Dementia prevalence appears to be highest in America and Europe, and lowest in Africa, according to calculations from an expert panel in 2010 (Sosa-Ortiz, 2012). The regional differences are probably related to life expectancy differences and access to health care services for diagnosis (Qiu, 2007; ADI, 2015; Sosa-Ortiz, 2012). There is little or no evidence to suggest that there are significant differences in prevalence between Western countries.
Causal factors and prevention
Genetic causes
Twin studies show that genes are slightly more important than general environmental factors as an explanation for Alzheimer’s (Bergem, 1997; Gatz, 2006). There are no corresponding research results for other dementia types.
Apart from age, a variant of the apolipoprotein gene (ApoE, allele ε4 on chromosome 19) is the strongest known risk factor for Alzheimer's disease. An estimated 40-80 per cent of patients with Alzheimer’s disease inherited this variant from at least one of their parents. If the gene is transferred from one parent, the risk is tripled and if the gene is inherited from both parents, the risk increases 11-fold (Schipper, 2011).
ApoE4 causes large accumulation of beta-amyloid in the brain before Alzheimer’s symptoms arise (Polvikoski, 1995). So far, ApoE4 has been primarily linked to Alzheimer's. However, the results described in a review article indicate that this gene is an equally strong risk factor for vascular dementia (Liu, 2012). In addition to ApoE4, there are about 20 other genes coding for dementia, but none with equally strong efficacy (Lambert, 2013).

§ **Stored data**:

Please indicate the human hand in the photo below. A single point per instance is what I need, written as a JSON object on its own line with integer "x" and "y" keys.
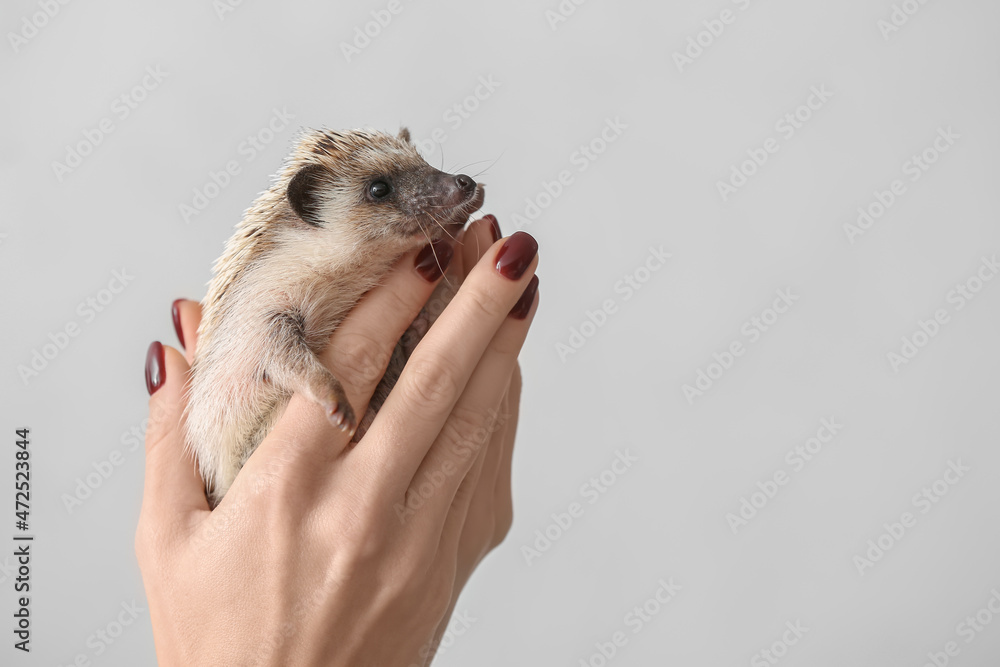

§ **Problem to work on**: Could you continue the text on dementia prevalence and genetic risk factors, starting right after its final sentence about the roughly 20 other genes linked to dementia?

§ **Answer for this exercise**:
Environmental factors and lifestyle
There is a great deal of uncertainty about causal and protective factors, and research is based on epidemiological studies.
The risk factors for Alzheimer's disease and vascular dementia are mostly similar. Nine risk factors that we can influence are defined and have significance during different life stages (Livingston, 2017). From childhood and adolescence, education is an important factor, while typical cardiovascular risk factors play a role later in life.
In addition, factors that are important for building and preserving brain reserves, such as hearing, social and intellectual activity and physical activity are also important (Fratiglioni, 2000; Plassman, 2010). See figure showing possible dementia prevention mechanisms (The Lancet, English).
Consequences and challenges
Dementia is a strain and challenge for both the affected person, their relatives, the health and care services and the community.
The loss of cognitive and motor functions, together with additional psychological symptoms such as anxiety, depression and delusions, often lead to a great deal of suffering for those affected by dementia.
The disease can cause great stress among relatives, especially spouses and children. The gradual loss of a loved one is a painful and often lengthy process. In addition, the burden of care itself is often heavy and tiring. There are around 300,000 close relatives of dementia sufferers in Norway at any given time.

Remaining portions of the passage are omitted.